:: CHALLENGE ::
Rewrite the items below, putting "for each one" in place of "per instance" every time it appears and keeping everything else the same.

:: EXERCISE INPUT ::

begin

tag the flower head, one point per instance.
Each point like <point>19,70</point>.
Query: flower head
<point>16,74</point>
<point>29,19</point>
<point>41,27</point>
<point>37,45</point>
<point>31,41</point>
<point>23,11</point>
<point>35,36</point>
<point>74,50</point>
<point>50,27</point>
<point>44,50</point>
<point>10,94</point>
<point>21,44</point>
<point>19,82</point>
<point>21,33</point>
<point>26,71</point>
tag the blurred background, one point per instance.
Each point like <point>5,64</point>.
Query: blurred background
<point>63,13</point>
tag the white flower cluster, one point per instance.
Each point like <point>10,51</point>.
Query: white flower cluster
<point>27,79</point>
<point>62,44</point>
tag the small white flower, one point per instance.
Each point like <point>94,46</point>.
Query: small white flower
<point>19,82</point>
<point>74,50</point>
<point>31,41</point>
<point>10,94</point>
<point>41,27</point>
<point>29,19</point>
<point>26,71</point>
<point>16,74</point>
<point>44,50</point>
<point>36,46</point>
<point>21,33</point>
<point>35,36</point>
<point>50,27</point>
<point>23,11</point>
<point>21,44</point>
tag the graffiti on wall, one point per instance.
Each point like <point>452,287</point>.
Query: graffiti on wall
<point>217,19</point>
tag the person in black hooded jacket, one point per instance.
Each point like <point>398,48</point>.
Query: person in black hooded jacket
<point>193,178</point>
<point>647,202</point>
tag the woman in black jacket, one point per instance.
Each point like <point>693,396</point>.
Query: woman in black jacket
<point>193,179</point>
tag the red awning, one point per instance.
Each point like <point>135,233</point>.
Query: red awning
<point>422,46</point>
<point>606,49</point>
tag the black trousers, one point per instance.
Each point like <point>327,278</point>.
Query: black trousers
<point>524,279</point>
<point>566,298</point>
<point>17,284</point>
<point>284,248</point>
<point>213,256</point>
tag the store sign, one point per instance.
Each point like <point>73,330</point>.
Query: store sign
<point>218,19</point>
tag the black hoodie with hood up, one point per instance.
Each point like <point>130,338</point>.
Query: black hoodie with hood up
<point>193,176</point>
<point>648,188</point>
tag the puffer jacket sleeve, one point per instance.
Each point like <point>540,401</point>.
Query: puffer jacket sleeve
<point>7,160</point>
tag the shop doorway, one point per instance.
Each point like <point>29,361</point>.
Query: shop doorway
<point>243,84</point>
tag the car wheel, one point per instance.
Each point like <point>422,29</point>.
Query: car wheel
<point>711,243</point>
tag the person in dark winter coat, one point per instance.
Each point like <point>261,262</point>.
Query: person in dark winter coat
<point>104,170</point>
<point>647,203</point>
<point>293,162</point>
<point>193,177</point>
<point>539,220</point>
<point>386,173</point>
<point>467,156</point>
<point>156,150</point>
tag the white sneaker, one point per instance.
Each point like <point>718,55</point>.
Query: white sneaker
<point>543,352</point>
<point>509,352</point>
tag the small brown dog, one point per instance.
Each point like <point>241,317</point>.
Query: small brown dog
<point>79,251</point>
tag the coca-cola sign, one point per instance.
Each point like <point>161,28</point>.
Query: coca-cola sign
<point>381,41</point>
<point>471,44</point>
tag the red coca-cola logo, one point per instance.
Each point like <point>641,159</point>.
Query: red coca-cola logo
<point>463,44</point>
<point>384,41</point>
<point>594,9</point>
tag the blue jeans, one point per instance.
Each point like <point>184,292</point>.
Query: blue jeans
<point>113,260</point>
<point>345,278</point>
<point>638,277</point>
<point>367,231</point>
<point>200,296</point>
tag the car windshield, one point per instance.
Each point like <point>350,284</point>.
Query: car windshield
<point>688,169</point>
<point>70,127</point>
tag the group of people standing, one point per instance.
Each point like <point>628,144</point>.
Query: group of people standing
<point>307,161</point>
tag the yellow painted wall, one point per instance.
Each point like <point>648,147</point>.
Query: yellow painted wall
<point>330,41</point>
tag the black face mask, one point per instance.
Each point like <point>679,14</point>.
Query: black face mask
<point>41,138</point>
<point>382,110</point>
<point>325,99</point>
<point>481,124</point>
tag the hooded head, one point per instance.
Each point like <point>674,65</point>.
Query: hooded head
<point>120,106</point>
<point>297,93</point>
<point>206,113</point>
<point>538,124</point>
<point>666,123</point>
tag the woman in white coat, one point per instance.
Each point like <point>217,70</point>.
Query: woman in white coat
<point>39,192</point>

end

:: ANSWER BELOW ::
tag the flower head, one point for each one.
Each point like <point>19,70</point>.
Query: flower head
<point>16,74</point>
<point>29,19</point>
<point>41,27</point>
<point>37,45</point>
<point>31,41</point>
<point>23,11</point>
<point>35,36</point>
<point>74,50</point>
<point>50,27</point>
<point>44,50</point>
<point>10,94</point>
<point>21,44</point>
<point>19,82</point>
<point>21,33</point>
<point>26,71</point>
tag the blurred background, one point for each one.
Each point like <point>5,64</point>.
Query: blurred background
<point>63,13</point>
tag the white flower cluster, one point for each one.
Each point like <point>10,51</point>.
Query: white flower cluster
<point>27,79</point>
<point>62,44</point>
tag the small white flower, one point for each one.
Each point like <point>94,46</point>.
Query: small white flower
<point>19,82</point>
<point>74,50</point>
<point>31,41</point>
<point>10,94</point>
<point>41,27</point>
<point>29,19</point>
<point>26,71</point>
<point>16,74</point>
<point>44,50</point>
<point>36,46</point>
<point>21,33</point>
<point>35,36</point>
<point>50,27</point>
<point>23,11</point>
<point>21,44</point>
tag the graffiti on wall, one point for each one.
Each point like <point>452,287</point>.
Query: graffiti on wall
<point>217,19</point>
tag the person in black hooded jacket, one point for each one.
Each point like <point>398,48</point>.
Query: person in black hooded jacket
<point>193,178</point>
<point>647,202</point>
tag the woman in black jacket, one point for each one.
Each point like <point>693,396</point>.
Query: woman in black jacket
<point>193,179</point>
tag the red awning, one point for each one.
Each point like <point>135,233</point>.
Query: red awning
<point>422,46</point>
<point>606,49</point>
tag the black trousers, one point for each one.
Each point like <point>327,278</point>.
Query: black trousers
<point>524,279</point>
<point>566,298</point>
<point>17,284</point>
<point>284,248</point>
<point>213,256</point>
tag the store sign, one point for each one.
Each point like <point>73,330</point>.
Query: store sign
<point>218,19</point>
tag the black hoodie with hood up, one point for each one.
Each point like <point>130,338</point>.
Query: black hoodie with hood up
<point>193,176</point>
<point>648,188</point>
tag the puffer jacket sleeve, one point for each one.
Each point like <point>540,401</point>.
Query: puffer jacket sleeve
<point>7,160</point>
tag the shop doorway, one point for each one.
Each point like <point>29,361</point>.
Query: shop doorway
<point>243,84</point>
tag the car wheel, one point for each one.
Each point like <point>422,29</point>.
Query: car wheel
<point>711,243</point>
tag the person in dark winter coat, one point for each one.
Each point like <point>261,262</point>.
Query: person in dark winter coat
<point>104,170</point>
<point>647,203</point>
<point>293,162</point>
<point>193,177</point>
<point>539,220</point>
<point>386,173</point>
<point>467,156</point>
<point>156,150</point>
tag the white sneaker, one point for each one.
Each point like <point>718,55</point>.
Query: white sneaker
<point>543,352</point>
<point>509,352</point>
tag the small brown dog, one point for each one.
Each point like <point>241,317</point>.
Query: small brown dog
<point>79,251</point>
tag the coca-cola sign, one point for each one.
Each point like <point>161,28</point>.
Query: coca-cola sign
<point>381,41</point>
<point>471,44</point>
tag the red coca-cola logo, one point for each one.
Each point like <point>641,159</point>.
Query: red coca-cola logo
<point>463,44</point>
<point>384,41</point>
<point>594,9</point>
tag the blue jeans, one point for each one.
Each point like <point>184,292</point>.
Query: blue jeans
<point>113,260</point>
<point>345,278</point>
<point>638,277</point>
<point>367,231</point>
<point>200,296</point>
tag the car windshield, one point for each one.
Each point like <point>350,284</point>.
Query: car windshield
<point>688,169</point>
<point>70,127</point>
tag the group of people standing, one point for each one.
Each point like <point>628,144</point>.
Query: group of people standing
<point>307,161</point>
tag the yellow painted wall, one point for each one.
Each point like <point>648,147</point>.
Query: yellow painted wall
<point>330,41</point>
tag the black face mask, one point for each one.
Each point like <point>679,14</point>.
Query: black face mask
<point>41,138</point>
<point>382,110</point>
<point>325,99</point>
<point>481,124</point>
tag the hooded head, one point for each one.
Each point like <point>674,65</point>.
Query: hooded head
<point>120,106</point>
<point>297,93</point>
<point>206,113</point>
<point>538,124</point>
<point>666,123</point>
tag the woman in white coat, one point for each one.
Each point like <point>217,70</point>.
Query: woman in white coat
<point>39,192</point>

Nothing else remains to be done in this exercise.